- Text provided
»»

= Christian Bromberger =

French anthropologist (born 1946)

Christian Bromberger (born 1946, in Paris) is a French professor of anthropology and an expert of Iranian studies at the University of Provence in France. He is a specialist in studying the culture of Gilan in the Northern side of Iran and also the head of the French Association of Iranian Studies.

Bromberger has conducted field research in the foothills of Gilan and has a major role in the establishment of the Guilan Rural Heritage Museum being a member of the museum's Board of Experts.

Fluent in English, Russian, Italian, French, Greek, Persian, and Gilaki languages, Bromberger is the author of numerous articles written in the Encyclopædia Iranica about Gilan.

== Life and education ==
After studying French classical literature, Bromberger completed his studies in anthropology. In 1990 he received his doctorate from the University of Aix-en-Provence, France, with a briefing on Gilan and at the same time he became the chairman of the Association for the Adaptation of Antarctic Anthropology in the Mediterranean (affiliated with the CNRS National Center for Scientific Research). His studies were both in the core French anthropology - Claude Lévi-Strauss Structuralism and André Leroi-Gourhan Cultural Studies. Therefore, his works are mainly an innovative combination of both anthropology studies. Since the 1970s, he has been working on a regular basis in Iran, Italy, and southern part of France. He was selected by several universities outside France as a visiting professor and also has been elected as a senior member of the Institut Universitaire de France since 1995. Heritage Council (Ministry of Culture) as well as the scientific responsibility of the Museum of European and Mediterranean Civilizations, which is currently taking shape in Marseille (France).

In February 2006, he was elected to the management of the French Association of Iranian Studies in Iran. His research, published in more than 170 works (collections, articles, and collaborations in collections), are on the basis of the method of expression and the appearance of collective identities in Iran (especially in Gilan province) and in the southern regions of Europe (Provence, Languedoc, Piedmont, Campania, Italy, and ...).

Bromberger has also done a series of studies about how people are fascinated by association football teams and games, including its rivalries, in several cities around the world such as Marseille, Naples, Turin, Lance, and Tehran. In addition, a number of his writings, which have a more general approach, are aimed at refining the methods, concepts, and themes of anthropology, especially in the studies of contemporary problems in the Western societies.

««

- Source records
»»

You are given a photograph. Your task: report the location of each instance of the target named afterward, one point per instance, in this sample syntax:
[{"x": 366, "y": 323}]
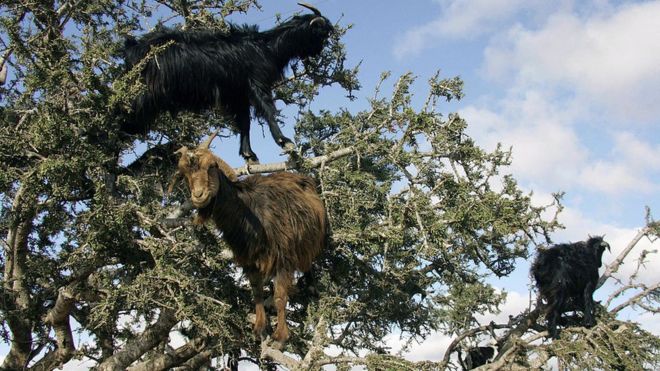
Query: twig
[
  {"x": 614, "y": 266},
  {"x": 313, "y": 162},
  {"x": 633, "y": 300}
]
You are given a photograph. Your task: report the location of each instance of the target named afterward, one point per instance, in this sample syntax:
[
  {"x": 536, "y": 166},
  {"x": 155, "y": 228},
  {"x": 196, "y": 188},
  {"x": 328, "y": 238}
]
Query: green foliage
[{"x": 421, "y": 216}]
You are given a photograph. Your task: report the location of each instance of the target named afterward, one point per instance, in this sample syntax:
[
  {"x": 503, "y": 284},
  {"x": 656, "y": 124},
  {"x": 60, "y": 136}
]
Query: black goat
[
  {"x": 566, "y": 276},
  {"x": 479, "y": 356},
  {"x": 275, "y": 225},
  {"x": 234, "y": 71}
]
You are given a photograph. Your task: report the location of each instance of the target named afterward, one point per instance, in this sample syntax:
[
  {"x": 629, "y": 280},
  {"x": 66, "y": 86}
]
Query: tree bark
[{"x": 138, "y": 346}]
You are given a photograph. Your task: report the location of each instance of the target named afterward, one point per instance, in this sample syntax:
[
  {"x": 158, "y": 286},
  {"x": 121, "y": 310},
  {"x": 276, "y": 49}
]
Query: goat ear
[
  {"x": 175, "y": 178},
  {"x": 226, "y": 169},
  {"x": 207, "y": 143}
]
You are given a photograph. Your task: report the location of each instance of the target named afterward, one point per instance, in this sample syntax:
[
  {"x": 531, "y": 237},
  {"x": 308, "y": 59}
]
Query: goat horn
[
  {"x": 316, "y": 11},
  {"x": 207, "y": 142},
  {"x": 317, "y": 20},
  {"x": 175, "y": 178},
  {"x": 3, "y": 73},
  {"x": 181, "y": 151}
]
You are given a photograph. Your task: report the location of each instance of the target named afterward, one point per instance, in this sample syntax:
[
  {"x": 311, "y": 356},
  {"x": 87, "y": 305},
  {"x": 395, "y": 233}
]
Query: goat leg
[
  {"x": 554, "y": 313},
  {"x": 263, "y": 103},
  {"x": 243, "y": 123},
  {"x": 282, "y": 281},
  {"x": 589, "y": 304},
  {"x": 257, "y": 284}
]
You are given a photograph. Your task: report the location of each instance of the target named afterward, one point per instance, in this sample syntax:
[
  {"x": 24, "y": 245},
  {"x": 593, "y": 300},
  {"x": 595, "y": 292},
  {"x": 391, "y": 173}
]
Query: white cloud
[
  {"x": 611, "y": 59},
  {"x": 460, "y": 19},
  {"x": 546, "y": 149}
]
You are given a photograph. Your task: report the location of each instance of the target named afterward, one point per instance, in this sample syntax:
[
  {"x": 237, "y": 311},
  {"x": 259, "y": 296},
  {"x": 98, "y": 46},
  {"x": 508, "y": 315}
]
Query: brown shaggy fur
[{"x": 275, "y": 225}]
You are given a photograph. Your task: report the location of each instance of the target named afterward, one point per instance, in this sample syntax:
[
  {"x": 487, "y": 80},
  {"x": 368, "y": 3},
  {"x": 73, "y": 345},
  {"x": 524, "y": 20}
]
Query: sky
[{"x": 572, "y": 86}]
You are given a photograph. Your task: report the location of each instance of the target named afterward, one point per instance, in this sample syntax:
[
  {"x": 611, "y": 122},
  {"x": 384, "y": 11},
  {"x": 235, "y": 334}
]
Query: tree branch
[
  {"x": 614, "y": 266},
  {"x": 172, "y": 359},
  {"x": 58, "y": 317},
  {"x": 144, "y": 342},
  {"x": 635, "y": 299},
  {"x": 313, "y": 162}
]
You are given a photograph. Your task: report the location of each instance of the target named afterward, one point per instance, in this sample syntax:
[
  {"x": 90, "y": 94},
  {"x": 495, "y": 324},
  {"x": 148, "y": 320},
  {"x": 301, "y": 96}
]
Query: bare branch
[
  {"x": 135, "y": 348},
  {"x": 58, "y": 317},
  {"x": 614, "y": 266},
  {"x": 635, "y": 299},
  {"x": 313, "y": 162}
]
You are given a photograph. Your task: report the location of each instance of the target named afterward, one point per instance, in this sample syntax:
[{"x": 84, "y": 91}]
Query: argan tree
[{"x": 99, "y": 263}]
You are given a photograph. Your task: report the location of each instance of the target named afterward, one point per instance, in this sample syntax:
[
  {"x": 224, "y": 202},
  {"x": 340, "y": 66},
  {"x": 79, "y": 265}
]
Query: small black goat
[
  {"x": 275, "y": 225},
  {"x": 479, "y": 356},
  {"x": 566, "y": 276},
  {"x": 234, "y": 71}
]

««

According to the biography of Christian Bromberger, why are his works mainly an innovative combination of two kinds of anthropology studies? Answer in one to three sentences. These entries have no connection to the biography of Christian Bromberger.

- Problem solution
His studies were in both branches of core French anthropology: Claude Lévi-Strauss's Structuralism and André Leroi-Gourhan's Cultural Studies. Because he studied in both, his works mainly combine the two.